--- start of Data for this task ---

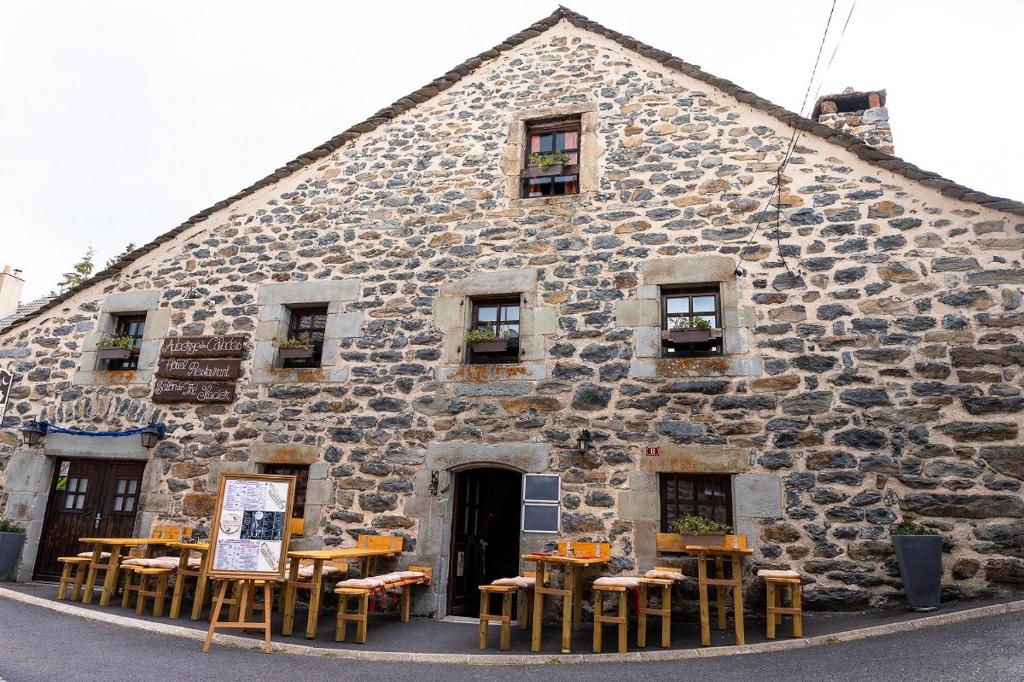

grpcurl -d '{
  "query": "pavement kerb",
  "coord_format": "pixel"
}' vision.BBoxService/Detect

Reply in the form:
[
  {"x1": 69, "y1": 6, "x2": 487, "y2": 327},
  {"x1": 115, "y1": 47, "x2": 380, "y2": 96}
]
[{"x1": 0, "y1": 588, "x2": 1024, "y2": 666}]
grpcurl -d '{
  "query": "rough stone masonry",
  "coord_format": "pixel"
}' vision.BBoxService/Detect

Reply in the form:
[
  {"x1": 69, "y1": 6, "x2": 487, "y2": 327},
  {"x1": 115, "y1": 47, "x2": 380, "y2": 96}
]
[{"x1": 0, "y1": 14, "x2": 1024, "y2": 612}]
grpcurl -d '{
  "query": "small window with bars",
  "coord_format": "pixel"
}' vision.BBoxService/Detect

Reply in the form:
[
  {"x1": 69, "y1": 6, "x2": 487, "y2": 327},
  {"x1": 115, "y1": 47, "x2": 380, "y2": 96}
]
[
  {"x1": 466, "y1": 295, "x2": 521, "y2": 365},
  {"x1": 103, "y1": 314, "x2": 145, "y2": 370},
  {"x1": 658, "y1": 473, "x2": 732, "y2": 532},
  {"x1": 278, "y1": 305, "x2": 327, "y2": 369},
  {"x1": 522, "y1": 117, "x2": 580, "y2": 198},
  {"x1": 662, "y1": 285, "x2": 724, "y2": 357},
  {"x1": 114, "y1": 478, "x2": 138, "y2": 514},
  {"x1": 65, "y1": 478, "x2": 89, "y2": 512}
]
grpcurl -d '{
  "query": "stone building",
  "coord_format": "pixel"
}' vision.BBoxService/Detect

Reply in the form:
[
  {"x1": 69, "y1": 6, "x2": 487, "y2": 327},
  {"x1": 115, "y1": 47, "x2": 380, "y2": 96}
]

--- end of Data for this task ---

## Given problem
Rewrite all of the entries above, replacing "Reply in the form" with "Respond in the format" and changing nothing else. Leave out the pictures.

## Answer to the problem
grpcurl -d '{
  "query": "pavement kerb",
  "coord_format": "pixel"
}' vision.BBoxService/Detect

Respond in the format:
[
  {"x1": 69, "y1": 6, "x2": 487, "y2": 327},
  {"x1": 115, "y1": 47, "x2": 380, "y2": 96}
]
[{"x1": 0, "y1": 588, "x2": 1024, "y2": 666}]
grpcurl -d '{
  "query": "rough stone masonry",
  "coord_format": "pixel"
}' vision.BBoxService/Detect

Respond in the format:
[
  {"x1": 69, "y1": 6, "x2": 487, "y2": 327},
  {"x1": 115, "y1": 47, "x2": 380, "y2": 96}
]
[{"x1": 0, "y1": 14, "x2": 1024, "y2": 612}]
grpcurl -d '{
  "query": "small window with bars",
  "coord_format": "pixel"
}' vision.BBoxService/Detect

Respond in the format:
[
  {"x1": 69, "y1": 6, "x2": 487, "y2": 327},
  {"x1": 115, "y1": 47, "x2": 380, "y2": 96}
]
[
  {"x1": 466, "y1": 295, "x2": 521, "y2": 365},
  {"x1": 103, "y1": 314, "x2": 145, "y2": 370},
  {"x1": 658, "y1": 473, "x2": 732, "y2": 532},
  {"x1": 278, "y1": 305, "x2": 327, "y2": 369},
  {"x1": 522, "y1": 117, "x2": 580, "y2": 198},
  {"x1": 662, "y1": 285, "x2": 724, "y2": 357},
  {"x1": 114, "y1": 478, "x2": 138, "y2": 514},
  {"x1": 65, "y1": 478, "x2": 89, "y2": 512}
]
grpcurl -d '{
  "query": "stone building",
  "coord_format": "pixel"
}' vision.BBoxService/Detect

Respond in the format:
[
  {"x1": 69, "y1": 6, "x2": 487, "y2": 327},
  {"x1": 115, "y1": 47, "x2": 380, "y2": 96}
]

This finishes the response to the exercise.